YOUR TASK —
Report how many lines in the material below contain the string "coords", treating uppercase and lowercase as different. Give only the number.

Mask labeling examples
★ ★ ★
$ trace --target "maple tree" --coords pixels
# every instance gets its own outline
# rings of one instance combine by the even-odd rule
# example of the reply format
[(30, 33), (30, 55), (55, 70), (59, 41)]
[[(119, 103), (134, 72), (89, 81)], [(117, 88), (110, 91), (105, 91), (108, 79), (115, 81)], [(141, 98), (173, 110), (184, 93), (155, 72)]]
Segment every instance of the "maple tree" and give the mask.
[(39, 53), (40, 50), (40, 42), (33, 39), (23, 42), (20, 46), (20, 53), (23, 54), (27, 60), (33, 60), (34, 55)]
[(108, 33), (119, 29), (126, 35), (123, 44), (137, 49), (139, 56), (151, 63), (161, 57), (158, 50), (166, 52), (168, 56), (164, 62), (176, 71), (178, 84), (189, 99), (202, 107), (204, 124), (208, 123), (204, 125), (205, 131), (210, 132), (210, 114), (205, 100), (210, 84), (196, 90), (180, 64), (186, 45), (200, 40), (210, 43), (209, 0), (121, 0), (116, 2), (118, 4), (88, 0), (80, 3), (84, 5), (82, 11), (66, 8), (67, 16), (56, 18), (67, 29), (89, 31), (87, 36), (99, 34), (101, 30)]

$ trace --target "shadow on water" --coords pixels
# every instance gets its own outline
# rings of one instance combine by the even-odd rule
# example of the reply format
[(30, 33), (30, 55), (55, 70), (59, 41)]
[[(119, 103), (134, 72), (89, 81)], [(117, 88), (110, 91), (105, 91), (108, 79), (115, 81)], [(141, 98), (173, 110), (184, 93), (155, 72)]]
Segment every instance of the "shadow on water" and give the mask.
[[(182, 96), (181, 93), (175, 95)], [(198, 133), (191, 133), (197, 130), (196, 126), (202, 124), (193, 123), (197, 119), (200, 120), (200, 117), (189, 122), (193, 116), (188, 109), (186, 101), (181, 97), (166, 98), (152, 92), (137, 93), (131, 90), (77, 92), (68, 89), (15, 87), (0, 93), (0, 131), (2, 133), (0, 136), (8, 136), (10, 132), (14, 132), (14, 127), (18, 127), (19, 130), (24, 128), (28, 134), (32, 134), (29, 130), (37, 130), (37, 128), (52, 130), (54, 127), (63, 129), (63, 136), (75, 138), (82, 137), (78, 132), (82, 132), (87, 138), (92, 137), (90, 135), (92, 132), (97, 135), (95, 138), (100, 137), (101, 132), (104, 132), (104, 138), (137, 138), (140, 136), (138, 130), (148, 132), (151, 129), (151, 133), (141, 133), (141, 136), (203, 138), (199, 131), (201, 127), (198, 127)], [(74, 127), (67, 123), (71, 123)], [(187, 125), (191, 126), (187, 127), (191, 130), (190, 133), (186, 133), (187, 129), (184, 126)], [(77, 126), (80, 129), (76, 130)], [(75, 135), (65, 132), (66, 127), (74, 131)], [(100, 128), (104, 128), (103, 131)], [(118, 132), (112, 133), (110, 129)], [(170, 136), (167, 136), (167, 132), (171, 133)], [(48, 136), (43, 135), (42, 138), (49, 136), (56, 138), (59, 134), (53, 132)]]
★ ★ ★
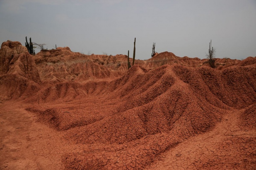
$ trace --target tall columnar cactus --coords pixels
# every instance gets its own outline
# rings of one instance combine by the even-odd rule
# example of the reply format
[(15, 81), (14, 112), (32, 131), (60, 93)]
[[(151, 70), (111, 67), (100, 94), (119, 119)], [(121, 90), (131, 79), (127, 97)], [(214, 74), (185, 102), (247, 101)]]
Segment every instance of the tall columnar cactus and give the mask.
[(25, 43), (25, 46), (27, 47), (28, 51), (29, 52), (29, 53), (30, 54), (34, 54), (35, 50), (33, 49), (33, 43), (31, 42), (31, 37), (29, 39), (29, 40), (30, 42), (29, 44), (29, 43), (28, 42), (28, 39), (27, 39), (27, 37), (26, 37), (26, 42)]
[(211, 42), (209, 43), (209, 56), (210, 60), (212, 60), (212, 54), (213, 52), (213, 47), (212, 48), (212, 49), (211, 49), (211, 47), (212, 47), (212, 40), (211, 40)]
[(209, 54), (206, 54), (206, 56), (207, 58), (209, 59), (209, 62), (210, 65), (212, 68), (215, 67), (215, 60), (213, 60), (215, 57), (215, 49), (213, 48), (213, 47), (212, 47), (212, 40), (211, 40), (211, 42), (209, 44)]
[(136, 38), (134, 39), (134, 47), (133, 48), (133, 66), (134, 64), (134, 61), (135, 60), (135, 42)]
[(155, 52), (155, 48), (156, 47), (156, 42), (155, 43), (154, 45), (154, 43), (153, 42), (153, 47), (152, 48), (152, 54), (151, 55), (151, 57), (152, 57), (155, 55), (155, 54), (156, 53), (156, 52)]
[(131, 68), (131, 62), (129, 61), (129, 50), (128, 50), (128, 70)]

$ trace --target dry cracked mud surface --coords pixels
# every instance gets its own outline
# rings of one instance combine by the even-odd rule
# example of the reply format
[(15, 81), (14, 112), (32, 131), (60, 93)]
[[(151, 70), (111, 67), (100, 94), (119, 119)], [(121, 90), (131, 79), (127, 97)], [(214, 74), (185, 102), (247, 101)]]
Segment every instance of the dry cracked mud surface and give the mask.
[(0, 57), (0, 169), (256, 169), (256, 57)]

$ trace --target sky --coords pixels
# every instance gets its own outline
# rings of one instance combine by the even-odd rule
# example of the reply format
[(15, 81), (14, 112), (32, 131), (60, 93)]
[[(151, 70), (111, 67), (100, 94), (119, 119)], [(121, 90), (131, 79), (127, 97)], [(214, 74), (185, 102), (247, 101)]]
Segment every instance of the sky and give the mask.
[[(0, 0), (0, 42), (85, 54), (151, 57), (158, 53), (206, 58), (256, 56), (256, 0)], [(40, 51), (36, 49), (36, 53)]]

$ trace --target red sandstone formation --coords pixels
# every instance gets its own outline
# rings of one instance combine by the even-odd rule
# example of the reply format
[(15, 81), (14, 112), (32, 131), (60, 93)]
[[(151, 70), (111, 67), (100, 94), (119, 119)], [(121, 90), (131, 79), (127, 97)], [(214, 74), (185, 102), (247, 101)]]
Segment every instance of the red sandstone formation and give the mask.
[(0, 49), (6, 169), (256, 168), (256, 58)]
★ ★ ★
ANSWER TO THE EXERCISE —
6